-- PROBLEM DETAILS --
From the line with "In this exercise you will mark the ceiling fan blade" to the last line of the data below, repeat every line exactly and add nothing.

-- THE DATA --
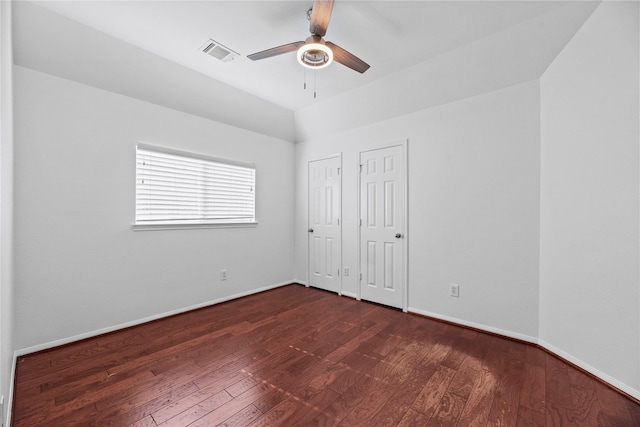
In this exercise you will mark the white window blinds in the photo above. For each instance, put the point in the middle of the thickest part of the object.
(173, 187)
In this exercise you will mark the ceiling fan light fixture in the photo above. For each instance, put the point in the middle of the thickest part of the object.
(315, 54)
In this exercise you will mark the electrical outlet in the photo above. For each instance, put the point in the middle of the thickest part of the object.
(454, 290)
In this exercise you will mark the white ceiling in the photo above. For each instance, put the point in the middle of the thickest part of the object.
(389, 35)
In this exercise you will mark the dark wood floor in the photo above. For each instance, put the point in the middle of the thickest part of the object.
(300, 356)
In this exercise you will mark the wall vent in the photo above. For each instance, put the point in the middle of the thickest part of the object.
(218, 51)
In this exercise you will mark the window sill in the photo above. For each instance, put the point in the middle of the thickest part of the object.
(167, 226)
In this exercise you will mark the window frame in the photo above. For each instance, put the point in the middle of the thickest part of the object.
(176, 224)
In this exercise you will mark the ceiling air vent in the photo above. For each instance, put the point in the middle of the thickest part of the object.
(218, 51)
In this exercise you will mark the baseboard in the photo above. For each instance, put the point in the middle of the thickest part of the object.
(349, 294)
(9, 398)
(480, 326)
(610, 381)
(57, 343)
(551, 349)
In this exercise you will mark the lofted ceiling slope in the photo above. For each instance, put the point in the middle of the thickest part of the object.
(151, 50)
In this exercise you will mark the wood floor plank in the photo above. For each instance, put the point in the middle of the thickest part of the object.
(297, 356)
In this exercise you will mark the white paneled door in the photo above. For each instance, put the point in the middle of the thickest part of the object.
(382, 227)
(325, 233)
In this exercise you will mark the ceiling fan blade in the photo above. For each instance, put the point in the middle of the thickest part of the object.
(275, 51)
(320, 15)
(347, 59)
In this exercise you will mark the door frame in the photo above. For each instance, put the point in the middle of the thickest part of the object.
(405, 241)
(333, 156)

-- SOLUTION TO THIS TASK --
In this exercise you will mark the ceiling fan blade in the photo above. For each instance, put the point in the middle of the thickest part of the object.
(275, 51)
(320, 15)
(347, 59)
In this exercise you will mark the door frame in the photo above. For each instance, put the point in the middle of the thickest part of the object.
(405, 241)
(333, 156)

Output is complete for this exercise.